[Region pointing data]

___

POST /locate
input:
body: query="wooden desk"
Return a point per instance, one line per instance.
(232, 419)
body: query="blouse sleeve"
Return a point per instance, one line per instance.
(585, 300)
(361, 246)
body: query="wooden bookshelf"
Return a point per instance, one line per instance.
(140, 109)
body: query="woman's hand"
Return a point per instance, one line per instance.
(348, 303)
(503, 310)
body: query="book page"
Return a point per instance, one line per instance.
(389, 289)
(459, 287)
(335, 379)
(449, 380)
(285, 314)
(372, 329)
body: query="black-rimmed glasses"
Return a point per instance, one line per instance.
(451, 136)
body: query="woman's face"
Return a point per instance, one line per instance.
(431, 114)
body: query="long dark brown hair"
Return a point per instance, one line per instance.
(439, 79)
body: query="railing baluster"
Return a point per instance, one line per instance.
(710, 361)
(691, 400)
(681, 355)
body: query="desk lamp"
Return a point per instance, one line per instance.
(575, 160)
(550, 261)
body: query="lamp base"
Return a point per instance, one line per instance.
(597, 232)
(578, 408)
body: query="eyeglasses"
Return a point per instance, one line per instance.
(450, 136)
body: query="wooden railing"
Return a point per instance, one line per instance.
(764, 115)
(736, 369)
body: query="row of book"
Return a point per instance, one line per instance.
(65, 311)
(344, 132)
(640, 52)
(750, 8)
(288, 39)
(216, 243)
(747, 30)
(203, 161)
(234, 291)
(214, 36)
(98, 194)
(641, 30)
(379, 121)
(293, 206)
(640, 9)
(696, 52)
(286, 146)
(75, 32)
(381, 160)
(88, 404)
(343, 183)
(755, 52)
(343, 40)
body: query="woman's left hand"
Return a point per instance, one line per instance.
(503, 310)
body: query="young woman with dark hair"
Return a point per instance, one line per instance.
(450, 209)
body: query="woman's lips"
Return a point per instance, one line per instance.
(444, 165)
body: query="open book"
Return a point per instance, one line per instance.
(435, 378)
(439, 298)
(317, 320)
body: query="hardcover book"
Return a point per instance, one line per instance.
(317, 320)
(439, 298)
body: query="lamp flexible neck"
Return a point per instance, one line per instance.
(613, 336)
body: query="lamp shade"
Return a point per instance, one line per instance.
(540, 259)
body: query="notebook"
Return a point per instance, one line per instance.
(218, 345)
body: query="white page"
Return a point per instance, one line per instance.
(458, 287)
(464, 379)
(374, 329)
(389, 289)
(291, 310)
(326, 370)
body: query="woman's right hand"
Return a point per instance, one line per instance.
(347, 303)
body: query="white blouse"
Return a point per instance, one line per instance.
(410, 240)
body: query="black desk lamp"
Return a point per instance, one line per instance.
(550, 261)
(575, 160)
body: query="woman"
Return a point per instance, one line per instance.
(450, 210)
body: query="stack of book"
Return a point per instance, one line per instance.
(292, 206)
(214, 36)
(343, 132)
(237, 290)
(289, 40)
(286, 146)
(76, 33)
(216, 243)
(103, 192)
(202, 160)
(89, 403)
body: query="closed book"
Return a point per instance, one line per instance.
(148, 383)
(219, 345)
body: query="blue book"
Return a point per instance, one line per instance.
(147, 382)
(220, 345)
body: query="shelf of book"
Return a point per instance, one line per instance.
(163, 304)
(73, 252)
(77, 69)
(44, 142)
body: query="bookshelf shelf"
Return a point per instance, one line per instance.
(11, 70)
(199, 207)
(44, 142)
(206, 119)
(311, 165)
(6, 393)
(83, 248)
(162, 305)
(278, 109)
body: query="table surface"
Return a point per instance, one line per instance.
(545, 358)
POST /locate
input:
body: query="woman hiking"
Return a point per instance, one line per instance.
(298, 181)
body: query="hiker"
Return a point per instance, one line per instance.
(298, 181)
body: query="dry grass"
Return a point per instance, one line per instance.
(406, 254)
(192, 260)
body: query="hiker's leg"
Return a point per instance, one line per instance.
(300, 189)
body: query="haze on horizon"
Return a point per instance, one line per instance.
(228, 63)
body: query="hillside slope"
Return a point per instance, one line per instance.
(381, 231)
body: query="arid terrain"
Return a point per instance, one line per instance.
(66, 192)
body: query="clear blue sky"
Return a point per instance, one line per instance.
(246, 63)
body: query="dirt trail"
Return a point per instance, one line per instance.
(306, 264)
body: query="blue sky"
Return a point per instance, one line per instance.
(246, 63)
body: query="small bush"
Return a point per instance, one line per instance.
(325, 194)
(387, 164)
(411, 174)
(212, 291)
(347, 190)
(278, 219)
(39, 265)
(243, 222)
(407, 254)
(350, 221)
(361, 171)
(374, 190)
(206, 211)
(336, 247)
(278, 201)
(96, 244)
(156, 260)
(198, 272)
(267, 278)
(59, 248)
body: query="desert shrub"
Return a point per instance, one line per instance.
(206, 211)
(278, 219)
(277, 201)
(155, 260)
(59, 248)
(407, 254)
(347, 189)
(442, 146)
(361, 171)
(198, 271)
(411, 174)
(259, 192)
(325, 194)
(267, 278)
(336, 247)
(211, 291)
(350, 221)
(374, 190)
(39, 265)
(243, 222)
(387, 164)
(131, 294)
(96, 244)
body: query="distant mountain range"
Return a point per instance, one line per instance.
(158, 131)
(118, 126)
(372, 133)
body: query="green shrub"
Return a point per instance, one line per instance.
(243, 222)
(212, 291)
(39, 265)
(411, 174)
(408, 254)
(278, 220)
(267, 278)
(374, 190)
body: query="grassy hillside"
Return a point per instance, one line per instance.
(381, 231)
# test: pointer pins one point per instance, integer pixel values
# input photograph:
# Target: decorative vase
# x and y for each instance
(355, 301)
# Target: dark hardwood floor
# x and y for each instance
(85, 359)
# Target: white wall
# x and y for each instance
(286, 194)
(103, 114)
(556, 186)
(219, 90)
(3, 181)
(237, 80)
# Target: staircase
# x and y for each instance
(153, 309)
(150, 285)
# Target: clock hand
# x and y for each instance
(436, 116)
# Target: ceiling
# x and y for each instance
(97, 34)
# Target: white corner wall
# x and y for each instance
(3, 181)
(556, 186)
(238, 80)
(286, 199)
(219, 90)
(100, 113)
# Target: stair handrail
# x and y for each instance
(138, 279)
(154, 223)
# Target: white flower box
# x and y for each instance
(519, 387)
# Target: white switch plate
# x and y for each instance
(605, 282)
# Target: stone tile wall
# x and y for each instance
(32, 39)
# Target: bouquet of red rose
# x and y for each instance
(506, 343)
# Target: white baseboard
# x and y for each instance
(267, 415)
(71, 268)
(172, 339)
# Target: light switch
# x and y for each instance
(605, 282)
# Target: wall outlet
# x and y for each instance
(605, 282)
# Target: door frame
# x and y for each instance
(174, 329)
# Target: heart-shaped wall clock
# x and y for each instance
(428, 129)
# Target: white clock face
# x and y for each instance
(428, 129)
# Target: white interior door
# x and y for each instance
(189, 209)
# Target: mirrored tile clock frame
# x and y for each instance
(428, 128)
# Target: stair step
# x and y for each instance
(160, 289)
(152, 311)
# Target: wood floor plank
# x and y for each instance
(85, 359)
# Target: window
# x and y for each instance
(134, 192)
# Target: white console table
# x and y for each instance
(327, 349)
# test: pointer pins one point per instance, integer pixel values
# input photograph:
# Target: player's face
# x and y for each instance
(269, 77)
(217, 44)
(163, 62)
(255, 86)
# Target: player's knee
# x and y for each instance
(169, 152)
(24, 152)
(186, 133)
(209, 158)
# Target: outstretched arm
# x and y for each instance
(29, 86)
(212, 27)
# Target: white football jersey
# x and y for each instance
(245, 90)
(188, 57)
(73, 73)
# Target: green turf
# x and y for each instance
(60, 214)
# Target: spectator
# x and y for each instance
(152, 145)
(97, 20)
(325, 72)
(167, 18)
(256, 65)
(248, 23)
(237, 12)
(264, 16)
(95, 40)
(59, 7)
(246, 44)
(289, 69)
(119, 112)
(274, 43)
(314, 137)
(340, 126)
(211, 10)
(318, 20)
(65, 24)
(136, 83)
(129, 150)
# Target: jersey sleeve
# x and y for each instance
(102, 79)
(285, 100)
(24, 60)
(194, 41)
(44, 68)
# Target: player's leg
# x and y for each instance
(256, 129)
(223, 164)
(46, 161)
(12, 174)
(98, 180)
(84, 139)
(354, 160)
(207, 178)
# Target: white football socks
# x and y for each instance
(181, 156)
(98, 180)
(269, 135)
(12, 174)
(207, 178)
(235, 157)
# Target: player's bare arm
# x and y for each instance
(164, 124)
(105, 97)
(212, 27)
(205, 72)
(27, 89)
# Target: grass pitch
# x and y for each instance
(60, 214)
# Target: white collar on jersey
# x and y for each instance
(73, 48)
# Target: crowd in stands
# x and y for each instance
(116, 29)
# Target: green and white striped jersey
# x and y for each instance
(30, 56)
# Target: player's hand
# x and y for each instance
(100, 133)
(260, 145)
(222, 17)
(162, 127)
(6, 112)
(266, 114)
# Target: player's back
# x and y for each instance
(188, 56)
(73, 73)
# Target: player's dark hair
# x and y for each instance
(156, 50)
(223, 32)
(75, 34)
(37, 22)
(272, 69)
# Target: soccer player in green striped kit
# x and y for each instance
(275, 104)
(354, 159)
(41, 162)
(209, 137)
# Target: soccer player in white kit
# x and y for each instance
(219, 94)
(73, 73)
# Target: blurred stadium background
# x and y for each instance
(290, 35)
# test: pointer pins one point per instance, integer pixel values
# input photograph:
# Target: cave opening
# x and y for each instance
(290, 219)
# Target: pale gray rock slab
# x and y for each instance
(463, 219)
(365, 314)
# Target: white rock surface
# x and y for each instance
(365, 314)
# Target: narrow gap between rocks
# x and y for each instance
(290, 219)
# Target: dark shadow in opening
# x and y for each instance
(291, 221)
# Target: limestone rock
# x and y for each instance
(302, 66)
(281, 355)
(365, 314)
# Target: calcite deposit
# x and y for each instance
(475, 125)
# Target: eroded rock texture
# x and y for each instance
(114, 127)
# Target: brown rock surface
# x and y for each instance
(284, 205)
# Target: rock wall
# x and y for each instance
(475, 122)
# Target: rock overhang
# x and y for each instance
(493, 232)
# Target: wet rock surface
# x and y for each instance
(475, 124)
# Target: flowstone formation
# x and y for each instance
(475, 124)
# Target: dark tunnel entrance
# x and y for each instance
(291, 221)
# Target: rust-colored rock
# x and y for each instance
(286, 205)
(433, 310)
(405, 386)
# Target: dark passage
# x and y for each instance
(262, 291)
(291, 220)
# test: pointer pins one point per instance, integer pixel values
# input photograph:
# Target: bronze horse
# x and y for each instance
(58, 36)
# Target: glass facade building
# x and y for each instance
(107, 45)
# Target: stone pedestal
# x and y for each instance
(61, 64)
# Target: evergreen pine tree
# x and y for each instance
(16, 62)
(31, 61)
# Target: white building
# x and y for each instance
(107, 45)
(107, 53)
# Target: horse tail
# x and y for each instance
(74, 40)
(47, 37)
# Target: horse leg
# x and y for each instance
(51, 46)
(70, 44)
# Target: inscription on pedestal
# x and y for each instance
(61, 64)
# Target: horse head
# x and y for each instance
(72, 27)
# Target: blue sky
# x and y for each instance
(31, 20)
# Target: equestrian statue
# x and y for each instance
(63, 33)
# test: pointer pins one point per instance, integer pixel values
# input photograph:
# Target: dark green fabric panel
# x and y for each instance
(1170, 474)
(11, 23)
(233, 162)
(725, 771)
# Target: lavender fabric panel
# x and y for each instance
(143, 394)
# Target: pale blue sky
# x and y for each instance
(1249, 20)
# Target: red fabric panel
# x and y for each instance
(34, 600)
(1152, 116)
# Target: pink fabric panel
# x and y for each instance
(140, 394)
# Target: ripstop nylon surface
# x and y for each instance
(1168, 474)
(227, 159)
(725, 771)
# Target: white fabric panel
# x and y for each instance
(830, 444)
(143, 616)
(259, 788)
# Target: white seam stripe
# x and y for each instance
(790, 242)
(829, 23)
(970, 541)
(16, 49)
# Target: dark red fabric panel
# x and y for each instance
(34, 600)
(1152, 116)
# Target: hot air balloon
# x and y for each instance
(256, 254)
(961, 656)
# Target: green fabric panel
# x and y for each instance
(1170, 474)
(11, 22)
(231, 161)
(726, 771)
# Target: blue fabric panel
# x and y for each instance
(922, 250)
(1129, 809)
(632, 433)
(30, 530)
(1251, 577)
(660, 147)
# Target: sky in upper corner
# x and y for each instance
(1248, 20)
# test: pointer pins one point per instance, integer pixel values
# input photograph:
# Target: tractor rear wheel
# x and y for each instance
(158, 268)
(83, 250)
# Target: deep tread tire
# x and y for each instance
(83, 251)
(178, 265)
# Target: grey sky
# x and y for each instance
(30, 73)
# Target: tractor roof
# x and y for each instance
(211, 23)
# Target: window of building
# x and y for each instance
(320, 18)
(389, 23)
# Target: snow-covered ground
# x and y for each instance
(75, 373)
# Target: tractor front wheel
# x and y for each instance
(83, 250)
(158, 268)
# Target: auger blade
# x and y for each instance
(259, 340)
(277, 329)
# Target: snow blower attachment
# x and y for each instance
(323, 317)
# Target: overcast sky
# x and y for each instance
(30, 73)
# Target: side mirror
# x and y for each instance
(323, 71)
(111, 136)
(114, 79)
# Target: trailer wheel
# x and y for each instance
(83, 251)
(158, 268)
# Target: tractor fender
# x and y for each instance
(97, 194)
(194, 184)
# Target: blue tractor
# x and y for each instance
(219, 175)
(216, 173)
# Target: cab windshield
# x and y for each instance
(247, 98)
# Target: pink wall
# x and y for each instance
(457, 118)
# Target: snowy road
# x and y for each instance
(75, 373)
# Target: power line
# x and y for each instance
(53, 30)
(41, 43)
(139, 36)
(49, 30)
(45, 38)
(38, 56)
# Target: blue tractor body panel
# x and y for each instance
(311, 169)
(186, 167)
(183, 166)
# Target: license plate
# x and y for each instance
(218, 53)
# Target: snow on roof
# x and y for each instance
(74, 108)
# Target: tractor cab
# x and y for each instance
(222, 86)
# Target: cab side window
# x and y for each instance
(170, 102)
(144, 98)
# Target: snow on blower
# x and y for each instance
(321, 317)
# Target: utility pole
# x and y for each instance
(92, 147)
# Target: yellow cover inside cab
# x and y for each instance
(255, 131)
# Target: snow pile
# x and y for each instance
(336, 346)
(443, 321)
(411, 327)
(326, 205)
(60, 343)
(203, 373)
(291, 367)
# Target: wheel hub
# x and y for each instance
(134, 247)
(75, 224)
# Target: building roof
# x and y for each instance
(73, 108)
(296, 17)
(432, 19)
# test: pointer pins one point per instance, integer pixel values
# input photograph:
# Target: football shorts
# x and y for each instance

___

» Your objective
Return, from the entries, each line that holds "blower".

» Solution below
# Target: snow blower attachment
# Target: snow on blower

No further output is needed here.